**GIVEN RECORDS**
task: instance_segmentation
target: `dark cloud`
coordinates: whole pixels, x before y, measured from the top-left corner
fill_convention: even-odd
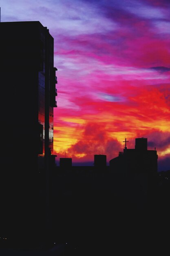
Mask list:
[[[170,132],[154,132],[148,135],[148,147],[165,149],[170,145]]]
[[[150,67],[150,69],[156,70],[161,73],[168,72],[170,71],[170,68],[167,67]]]
[[[121,147],[117,139],[108,137],[107,132],[102,125],[89,123],[86,126],[81,140],[68,149],[68,153],[94,155],[102,153],[106,155],[109,161],[118,156]]]
[[[158,171],[170,170],[170,154],[158,160]]]

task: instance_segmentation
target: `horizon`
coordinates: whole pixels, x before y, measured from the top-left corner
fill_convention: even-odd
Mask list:
[[[54,39],[56,162],[109,161],[148,138],[170,168],[170,3],[166,0],[2,1],[1,21],[38,20]],[[46,14],[45,15],[44,14]]]

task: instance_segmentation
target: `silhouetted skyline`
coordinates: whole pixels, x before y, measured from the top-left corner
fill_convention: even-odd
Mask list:
[[[102,149],[108,161],[125,137],[128,148],[144,137],[159,171],[169,169],[169,1],[1,4],[2,22],[39,20],[54,38],[57,161],[66,152],[73,164],[92,162]]]

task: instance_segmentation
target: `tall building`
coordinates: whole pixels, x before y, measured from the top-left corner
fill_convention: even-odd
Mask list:
[[[0,22],[0,28],[1,226],[6,237],[15,236],[16,228],[33,236],[49,221],[57,95],[54,39],[39,21]]]

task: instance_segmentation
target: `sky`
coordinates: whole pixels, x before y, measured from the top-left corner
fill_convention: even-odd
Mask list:
[[[169,0],[1,0],[1,21],[38,20],[54,39],[54,153],[108,162],[135,138],[170,169]]]

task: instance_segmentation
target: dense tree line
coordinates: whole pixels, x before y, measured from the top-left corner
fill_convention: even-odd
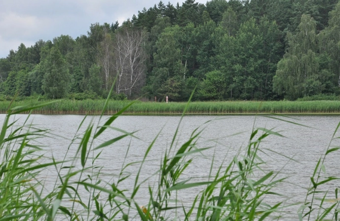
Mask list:
[[[0,59],[2,96],[296,100],[340,94],[337,0],[186,0],[121,25],[21,44]]]

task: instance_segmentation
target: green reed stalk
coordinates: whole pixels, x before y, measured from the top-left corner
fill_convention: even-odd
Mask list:
[[[269,136],[282,136],[272,130],[254,128],[245,150],[241,150],[235,156],[226,156],[229,162],[221,164],[217,171],[214,171],[211,162],[209,175],[203,180],[195,182],[185,178],[183,174],[188,166],[197,160],[198,154],[211,147],[201,147],[201,134],[204,129],[194,130],[190,138],[177,144],[179,126],[185,114],[188,111],[223,112],[224,111],[269,111],[272,108],[281,109],[280,111],[301,111],[302,108],[292,103],[275,103],[272,108],[270,103],[249,102],[245,107],[240,106],[242,102],[188,102],[184,104],[153,104],[140,102],[126,103],[125,102],[87,101],[76,103],[79,105],[72,109],[76,103],[59,101],[39,104],[22,104],[20,106],[8,109],[0,133],[0,221],[2,220],[124,220],[136,219],[144,221],[169,220],[180,219],[185,221],[264,221],[279,220],[282,217],[283,202],[273,205],[266,202],[268,195],[279,194],[273,192],[273,188],[284,182],[284,179],[276,179],[273,171],[265,171],[261,168],[265,163],[258,154],[262,142]],[[68,103],[70,102],[70,103]],[[67,106],[70,104],[70,106]],[[324,107],[313,109],[303,103],[307,109],[320,111]],[[81,104],[81,105],[80,105]],[[39,139],[52,136],[46,130],[35,128],[33,125],[26,125],[27,120],[21,126],[16,126],[15,121],[10,123],[10,117],[16,114],[49,111],[55,108],[55,112],[78,111],[86,110],[89,114],[97,111],[97,105],[101,104],[102,119],[108,112],[114,112],[102,124],[91,122],[84,131],[81,129],[85,119],[80,124],[76,134],[70,140],[68,148],[76,145],[76,153],[68,156],[68,150],[61,160],[50,158],[41,154],[42,148],[35,145]],[[154,106],[153,106],[154,105]],[[10,106],[11,107],[11,106]],[[151,107],[150,108],[150,107]],[[169,108],[170,107],[171,108]],[[287,108],[288,107],[288,108]],[[174,132],[170,146],[159,162],[159,169],[150,174],[146,180],[140,180],[141,169],[158,136],[148,146],[140,162],[127,162],[122,165],[119,174],[104,183],[101,178],[102,166],[99,166],[97,160],[100,158],[103,148],[114,145],[122,139],[138,138],[134,133],[128,132],[112,126],[115,120],[126,111],[138,112],[140,110],[166,112],[175,112],[181,110],[182,117]],[[30,115],[28,116],[28,119]],[[275,117],[272,117],[275,118]],[[287,121],[289,122],[289,121]],[[337,138],[336,133],[331,141]],[[104,132],[112,130],[120,133],[117,137],[102,141],[101,137]],[[161,132],[160,132],[160,133]],[[127,146],[126,156],[129,150]],[[317,188],[327,184],[337,177],[321,176],[324,171],[324,162],[326,155],[338,151],[340,148],[327,148],[326,153],[320,158],[311,178],[311,186],[308,189],[306,201],[302,207],[299,216],[301,220],[308,216],[308,220],[314,208],[319,210],[317,220],[322,220],[332,216],[332,220],[338,220],[339,201],[338,189],[335,190],[335,202],[326,205],[325,193],[319,205],[315,205]],[[243,150],[244,151],[244,154]],[[47,163],[46,163],[46,162]],[[227,160],[226,160],[227,161]],[[43,162],[45,163],[43,163]],[[125,172],[132,165],[139,165],[135,176]],[[43,172],[55,171],[57,174],[54,188],[46,190],[39,176]],[[214,174],[214,175],[213,175]],[[155,177],[157,180],[153,182]],[[123,181],[134,179],[131,190],[126,190]],[[321,181],[320,181],[321,180]],[[149,195],[147,205],[140,205],[136,195],[143,185],[148,184]],[[192,204],[189,207],[183,206],[178,198],[178,193],[193,188],[202,190]],[[86,193],[86,194],[81,193]],[[309,200],[309,201],[307,200]],[[70,202],[70,205],[69,203]],[[140,206],[143,206],[141,207]],[[304,213],[304,209],[309,207]]]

**WHAT NEEDS TO BE DONE**
Render every line of the items above as a Markdown table with two columns, Row (numbered from 1) and Text, and skip the blank lines. Omit the pictures.

**RESPONSE TO THIS EXERCISE**
| Row | Text |
|---|---|
| 1 | task: instance_segmentation |
| 2 | target: `dark cloud` |
| 3 | coordinates: whole pixels, x before y, measured from the top-left corner |
| 4 | fill_convention: even-odd |
| 5 | Mask list: |
| 6 | [[[170,132],[154,132],[148,135],[148,147],[165,149],[170,145]]] |
| 7 | [[[150,67],[150,69],[156,70],[161,73],[168,72],[170,71],[170,68],[167,67]]] |
| 8 | [[[121,147],[117,139],[108,137],[107,132],[102,125],[89,123],[86,126],[81,140],[68,149],[68,153],[94,155],[102,153],[106,155],[109,161],[118,156]]] |
| 9 | [[[158,171],[170,170],[170,154],[158,160]]] |
| 10 | task: instance_segmentation |
| 11 | target: `horizon` |
| 12 | coordinates: whole pixels, x before y, measured from the top-left corner |
| 13 | fill_convention: even-odd |
| 14 | Mask list: |
| 15 | [[[54,39],[56,162],[109,161],[148,138],[170,168],[170,3],[166,0],[2,1],[1,21],[38,20]],[[46,14],[45,15],[44,14]]] |
| 16 | task: instance_segmentation |
| 17 | target: `silhouetted skyline` |
| 18 | coordinates: whole pixels, x before y, measured from the top-left corner |
| 19 | fill_convention: even-odd |
| 20 | Mask list: |
| 21 | [[[102,149],[108,161],[125,137],[128,148],[144,137],[159,171],[169,169],[169,1],[1,4],[2,22],[39,20],[54,38],[57,161],[66,152],[73,164],[92,162]]] |
| 22 | task: instance_segmentation |
| 23 | target: `tall building` |
| 24 | coordinates: whole pixels, x before y, measured from the top-left corner |
| 25 | fill_convention: even-odd |
| 26 | Mask list: |
| 27 | [[[0,22],[0,28],[1,226],[6,237],[15,236],[16,228],[33,236],[49,221],[57,95],[54,39],[39,21]]] |
| 28 | task: instance_segmentation |
| 29 | target: `sky` |
| 30 | coordinates: whole pixels, x before y, measured from the top-left corner |
| 31 | fill_convention: even-odd |
| 32 | Mask list: |
| 33 | [[[169,0],[1,0],[1,21],[38,20],[54,39],[54,153],[108,162],[135,138],[170,169]]] |
| 34 | task: instance_segmentation |
| 35 | target: dense tree line |
| 36 | coordinates: whole pixels, x before y, measured from the top-left corner |
| 37 | fill_convention: even-odd |
| 38 | Mask list: |
| 39 | [[[0,59],[2,96],[296,100],[340,94],[337,0],[186,0],[121,25],[21,44]]] |
| 40 | task: instance_segmentation |
| 41 | target: green reed stalk |
| 42 | coordinates: whole pixels, x before y, measured from the top-left corner |
| 43 | fill_convention: even-odd |
| 44 | Mask list: |
| 45 | [[[269,136],[282,136],[272,130],[254,128],[245,150],[241,150],[235,156],[226,156],[229,162],[221,164],[217,171],[214,171],[211,162],[209,175],[203,180],[195,182],[185,178],[183,174],[188,166],[197,160],[198,154],[211,147],[201,147],[201,134],[204,129],[194,130],[190,138],[177,144],[179,126],[185,114],[188,111],[223,112],[224,111],[269,111],[272,108],[281,109],[280,111],[301,111],[302,108],[292,103],[275,103],[272,108],[270,103],[249,102],[245,107],[240,106],[242,102],[188,102],[184,104],[153,104],[140,102],[126,103],[125,102],[87,101],[76,103],[79,105],[72,109],[76,103],[59,101],[39,104],[22,104],[20,106],[8,109],[0,133],[0,221],[2,220],[124,220],[136,219],[144,221],[169,220],[180,219],[185,221],[264,221],[279,220],[282,217],[283,202],[273,205],[266,202],[268,195],[279,194],[273,192],[273,188],[284,182],[284,179],[276,179],[273,171],[265,171],[261,168],[265,163],[258,154],[262,142]],[[68,103],[70,102],[70,103]],[[67,106],[70,104],[70,106]],[[324,107],[313,109],[303,103],[307,109],[320,111]],[[81,104],[81,105],[80,105]],[[39,139],[52,136],[46,130],[35,128],[33,125],[26,125],[27,120],[21,126],[16,126],[15,121],[10,123],[10,117],[16,114],[49,111],[55,108],[55,112],[78,111],[86,110],[89,114],[97,111],[97,105],[101,104],[102,119],[108,112],[114,112],[102,124],[91,122],[84,131],[81,129],[85,119],[80,124],[76,134],[70,140],[68,148],[76,145],[76,153],[68,156],[68,150],[61,160],[50,158],[41,154],[42,148],[35,145]],[[154,106],[153,106],[154,105]],[[10,106],[11,107],[11,106]],[[151,107],[150,108],[150,107]],[[169,108],[170,107],[171,108]],[[287,108],[288,107],[288,108]],[[174,132],[170,146],[159,162],[159,169],[150,174],[146,180],[140,180],[141,169],[158,136],[148,146],[140,162],[127,162],[122,165],[119,174],[104,183],[101,178],[102,166],[99,166],[97,160],[100,158],[103,148],[114,145],[122,139],[138,138],[134,133],[128,132],[112,126],[115,120],[126,111],[138,112],[140,110],[166,112],[175,112],[181,110],[182,117]],[[30,115],[28,116],[28,119]],[[275,117],[272,117],[275,118]],[[287,121],[289,122],[289,121]],[[337,138],[336,133],[331,141]],[[104,132],[112,130],[120,133],[117,137],[102,141],[101,137]],[[161,132],[160,132],[160,133]],[[127,146],[126,156],[129,150]],[[317,188],[327,184],[337,177],[321,176],[324,171],[324,162],[326,155],[338,151],[340,148],[327,148],[326,153],[320,158],[311,178],[311,186],[308,189],[306,201],[302,207],[299,216],[301,220],[308,216],[308,220],[314,208],[319,210],[317,220],[322,220],[332,216],[332,220],[338,220],[339,201],[338,189],[335,190],[335,202],[326,205],[325,193],[319,205],[315,205]],[[243,150],[244,151],[244,154]],[[47,163],[46,163],[46,162]],[[227,160],[226,160],[227,161]],[[43,162],[45,163],[43,163]],[[125,172],[132,165],[139,165],[135,176]],[[43,172],[55,171],[57,174],[54,188],[46,190],[39,176]],[[214,174],[214,175],[213,175]],[[155,177],[157,180],[153,182]],[[123,181],[134,179],[131,190],[126,190]],[[321,181],[320,181],[321,180]],[[149,195],[147,205],[140,205],[136,195],[143,185],[148,184]],[[192,204],[189,207],[183,206],[178,198],[178,193],[193,188],[202,190]],[[86,193],[86,194],[81,193]],[[309,200],[309,201],[307,200]],[[70,202],[70,205],[69,203]],[[140,206],[143,206],[141,207]],[[304,213],[304,209],[309,207]]] |